- _EXCERPTED TEXT_

Cloud Integrated Infrastructure Engineer III
deloitte
Job Description
As a Cloud Integrated Infrastructure Engineer III on the Hybrid Cloud Infrastructure team, you will be responsible for…
- Contribute to reference architectures for artificial intelligence and high-performance computing infrastructure across compute, network, storage, platform, and software layers in edge, data center, and hybrid environments
- Translate business requirements into scalable, secure, and cost-optimized solutions while supporting architecture, design, and integration decisions
- Configure and implement NVIDIA platforms, graphics processing unit clusters, orchestration layers, and hybrid infrastructure components for artificial intelligence and high-performance computing workloads
- Develop infrastructure as code and automation using Terraform, Ansible, and GitOps, and support observability, site reliability engineering, resilience, and security practices
- Troubleshoot graphics processing unit, hardware, connectivity, and software issues, and collaborate with cross-functional teams to support delivery quality and operational outcomes
The team
At Hybrid Cloud Infrastructure, we deliver solutions spanning Hybrid Cloud, Advanced Connectivity, AI Data Centers, High-Performance Computing, and AI Infrastructure to help clients achieve their desired outcomes. Our offerings include engineered transformation services for hybrid cloud infrastructure and platforms, prioritizing resiliency, optimization, and extensive automation. We integrate Advanced Connectivity, with AI Infrastructure and AI to boost operational efficiency and enable real-time data processing, crucial for critical low-latency enterprise operational technology (OT) applications. Additionally, we provide comprehensive management of all facets of operations for hybrid cloud infrastructure and field operations.

- _ACTIONS TO TAKE_
1. Name every solution area that the job posting says the Hybrid Cloud Infrastructure team delivers.
2. Copy out the entries verbatim. Start at the line that contains "shaped like [1007,494]." and continue through the final line of the entries.
The job posting and the entries that follow it come from separate, unrelated sources.

Excerpts from point annotation data:
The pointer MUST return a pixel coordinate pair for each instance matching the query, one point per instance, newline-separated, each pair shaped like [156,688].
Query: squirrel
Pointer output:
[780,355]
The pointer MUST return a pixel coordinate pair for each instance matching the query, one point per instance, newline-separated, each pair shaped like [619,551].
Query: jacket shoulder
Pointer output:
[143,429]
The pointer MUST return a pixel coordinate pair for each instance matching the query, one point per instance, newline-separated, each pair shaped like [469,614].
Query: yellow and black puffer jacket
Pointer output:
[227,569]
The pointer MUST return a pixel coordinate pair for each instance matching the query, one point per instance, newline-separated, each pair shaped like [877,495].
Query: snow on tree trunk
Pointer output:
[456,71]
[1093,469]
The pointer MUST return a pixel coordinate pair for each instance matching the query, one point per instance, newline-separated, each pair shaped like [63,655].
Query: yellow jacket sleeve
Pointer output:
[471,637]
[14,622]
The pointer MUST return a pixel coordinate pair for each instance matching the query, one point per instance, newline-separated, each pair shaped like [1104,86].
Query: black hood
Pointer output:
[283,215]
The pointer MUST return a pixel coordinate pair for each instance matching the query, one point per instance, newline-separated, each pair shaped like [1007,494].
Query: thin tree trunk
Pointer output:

- _FINAL ANSWERS_
1.
Hybrid Cloud
Advanced Connectivity
AI Data Centers
High-Performance Computing
AI Infrastructure

2.
The pointer MUST return a pixel coordinate pair for each instance matching the query, one point per instance, newline-separated, each pair shaped like [1007,494].
Query: thin tree trunk
Pointer output:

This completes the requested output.